Text

Assessment of nerve stimulation-induced release of purines from mouse kidneys by tandem mass spectrometry.

Adenosine, formed from AMP and metabolized to inosine, modulates renal sympathetic neurotransmission. The present study had two goals: 1) to develop ultrasensitive and specific mass spectrometry-based assays for cAMP, AMP, adenosine, inosine, and, for comparison, guanosine using state-of-the-art tandem liquid chromatography-mass spectrometry (LC-MS-MS); and 2) to quantify the effects of renal sympathetic nerve stimulation on the release of cAMP, AMP, adenosine, inosine, and guanosine from the isolated, perfused mouse kidney. Using LC-MS-MS, we developed highly sensitive (detection limit of 0.02-0.05 pg/microl) and accurate (r(2) > 0.99) assays for all the aforementioned compounds. In the perfused mouse kidney (n = 9), periarterial (renal sympathetic) nerve stimulation elicited a frequency-dependent (0, 3, 5, 7, and 9 Hz) and significant (p = 0.0148, repeated measures analysis of variance) increase in the concentration of inosine in the renal venous perfusate (29 +/- 8, 51 +/- 8, 54 +/- 11, 65 +/- 15, and 80 +/- 20 pg/microl, respectively), yet concomitantly decreased (p = 0.0239, repeated measures analysis of variance) the concentration of AMP in the renal venous perfusate (3.8 +/- 1.3, 3.2 +/- 1.7, 2.4 +/- 1.5, 2.0 +/- 1.1, and 1.1 +/- 0.4 pg/microl, respectively). No significant changes were observed in the levels of adenosine, cAMP, or guanosine in the renal venous perfusate. These results indicate that using state-of-the-art mass spectrometric methods, it is possible to investigate trace amounts of purines released from mouse organs in perfusion and that renal sympathetic nerve stimulation is associated with a robust increase in the main metabolite of adenosine (inosine), while concomitantly decreasing AMP. This suggests that renal sympathetic nerve stimulation influences the efficiency of AMP conversion to adenosine and hence to inosine.

Exercise goal
Please state the detection limit the abstract reports for the LC-MS-MS assays. The items have nothing to do with the abstract.

[Records taken from a collection]
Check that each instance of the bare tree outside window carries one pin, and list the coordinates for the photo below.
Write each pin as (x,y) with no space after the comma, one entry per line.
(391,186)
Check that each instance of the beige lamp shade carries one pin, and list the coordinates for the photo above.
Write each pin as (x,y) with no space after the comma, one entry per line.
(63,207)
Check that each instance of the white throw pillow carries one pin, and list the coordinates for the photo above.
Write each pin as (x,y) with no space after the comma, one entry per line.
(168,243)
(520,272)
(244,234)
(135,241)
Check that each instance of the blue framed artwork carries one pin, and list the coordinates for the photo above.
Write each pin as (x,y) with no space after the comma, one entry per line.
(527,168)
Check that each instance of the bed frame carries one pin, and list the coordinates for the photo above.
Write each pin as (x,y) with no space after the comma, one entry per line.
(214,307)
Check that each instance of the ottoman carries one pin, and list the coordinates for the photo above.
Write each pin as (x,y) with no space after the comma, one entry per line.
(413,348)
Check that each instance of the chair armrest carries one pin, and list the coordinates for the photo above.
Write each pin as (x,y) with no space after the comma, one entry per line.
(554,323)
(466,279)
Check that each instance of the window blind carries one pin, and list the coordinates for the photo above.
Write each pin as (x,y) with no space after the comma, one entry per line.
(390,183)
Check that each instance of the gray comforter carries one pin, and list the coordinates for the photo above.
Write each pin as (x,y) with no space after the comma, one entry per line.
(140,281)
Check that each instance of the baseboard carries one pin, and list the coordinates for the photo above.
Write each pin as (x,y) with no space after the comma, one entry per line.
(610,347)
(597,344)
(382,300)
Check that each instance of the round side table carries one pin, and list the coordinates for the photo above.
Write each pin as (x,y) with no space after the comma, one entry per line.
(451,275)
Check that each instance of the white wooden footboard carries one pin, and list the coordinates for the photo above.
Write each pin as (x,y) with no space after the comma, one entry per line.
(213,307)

Exercise result
0.02-0.05 pg/microl